DATASET RECORDS:

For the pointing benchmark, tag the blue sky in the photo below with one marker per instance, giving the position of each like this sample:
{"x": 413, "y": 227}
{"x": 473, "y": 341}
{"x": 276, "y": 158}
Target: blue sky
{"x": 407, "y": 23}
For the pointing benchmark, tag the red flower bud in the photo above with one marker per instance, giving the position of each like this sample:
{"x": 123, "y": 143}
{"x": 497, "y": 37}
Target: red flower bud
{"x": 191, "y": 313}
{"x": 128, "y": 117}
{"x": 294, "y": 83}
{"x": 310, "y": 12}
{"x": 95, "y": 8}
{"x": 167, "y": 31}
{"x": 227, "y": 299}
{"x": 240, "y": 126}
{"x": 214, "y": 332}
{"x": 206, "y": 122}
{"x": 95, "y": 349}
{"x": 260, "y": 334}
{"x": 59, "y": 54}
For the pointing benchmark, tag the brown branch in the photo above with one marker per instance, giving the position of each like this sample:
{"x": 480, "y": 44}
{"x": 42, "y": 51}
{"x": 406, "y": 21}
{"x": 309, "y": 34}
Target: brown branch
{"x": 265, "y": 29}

EXERCISE REQUIREMENTS: Rewrite the part of the listing that runs from the line containing "For the pointing benchmark, tag the brown" through the end of the listing as a Markdown table with the columns Row and Listing line. Number each line, and omit blank lines.

RESULT OF THIS EXERCISE:
| Row | Listing line |
|---|---|
| 1 | For the pointing benchmark, tag the brown branch in the photo above with one marker per instance, giving the position of each like this sample: |
| 2 | {"x": 480, "y": 44} |
| 3 | {"x": 42, "y": 51} |
| 4 | {"x": 406, "y": 21} |
| 5 | {"x": 309, "y": 34} |
| 6 | Target: brown branch |
| 7 | {"x": 265, "y": 29} |